Given by the artist to E. M. Forster, 20 March 1947
Collection of Bob Buckingham
Acquired by the current owner from a descendant of Bob Buckingham


There is apparent staining across the surface of the work, particularly around the edges of the painting. There is paint loss in several areas, particularly on the figure's head, the right arm and the right leg, as well as and the lower left corner of the painting, with what appears to be some retouching. There are minor scattered losses, scratches and abrasions throughout. The canvas is loose in the stretcher and would benefit from re-stretching, strengthening and a surface clean. There are scuffs overall as viewed.
"In response to your inquiry, we are pleased to provide you with a general report of the condition of the property described above. Since we are not professional conservators or restorers, we urge you to consult with a restorer or conservator of your choice who will be better able to provide a detailed, professional report. Prospective buyers should inspect each lot to satisfy themselves as to condition and must understand that any statement made by Sotheby's is merely a subjective, qualified opinion. Prospective buyers should also refer to any Important Notices regarding this sale, which are printed in the Sale Catalogue.

DATA SEGMENT:
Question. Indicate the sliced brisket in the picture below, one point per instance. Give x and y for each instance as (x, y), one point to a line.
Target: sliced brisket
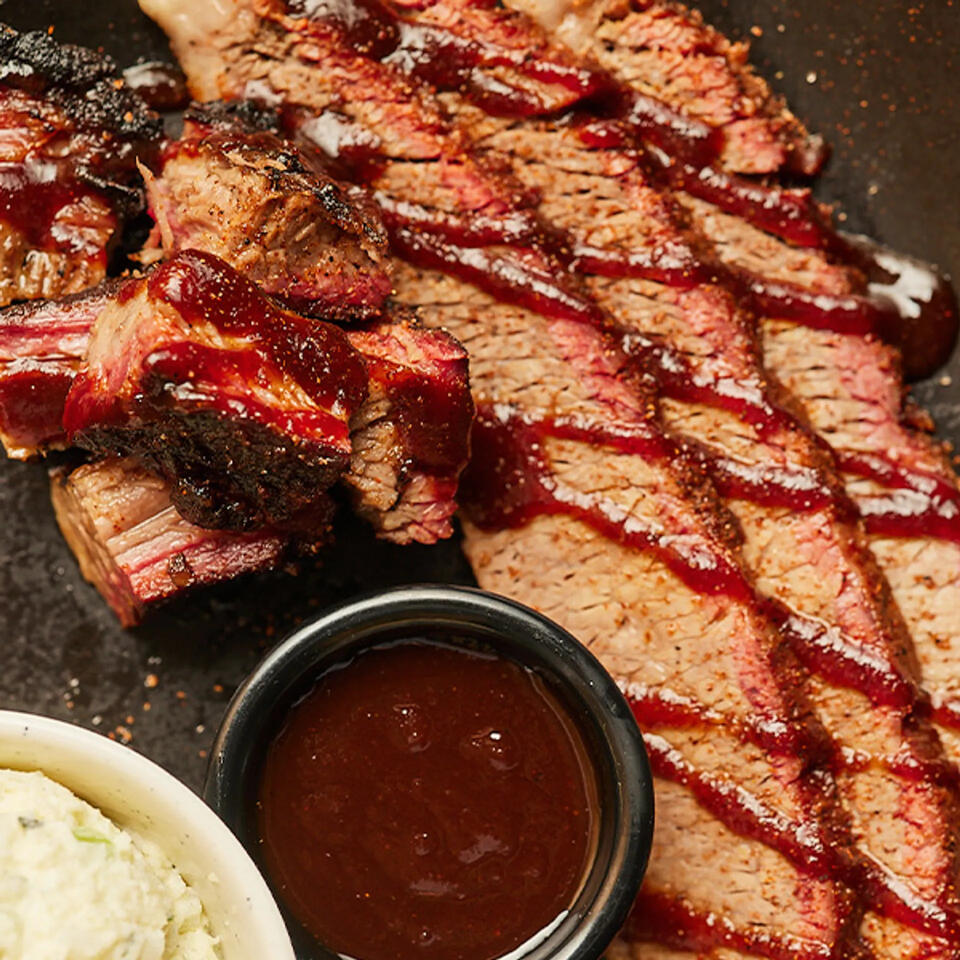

TO BE DONE: Write out the passage of the auction lot report starting with "Given by the" and going on through "overall as viewed.", word for word.

WRITTEN ANSWER:
Given by the artist to E. M. Forster, 20 March 1947
Collection of Bob Buckingham
Acquired by the current owner from a descendant of Bob Buckingham


There is apparent staining across the surface of the work, particularly around the edges of the painting. There is paint loss in several areas, particularly on the figure's head, the right arm and the right leg, as well as and the lower left corner of the painting, with what appears to be some retouching. There are minor scattered losses, scratches and abrasions throughout. The canvas is loose in the stretcher and would benefit from re-stretching, strengthening and a surface clean. There are scuffs overall as viewed.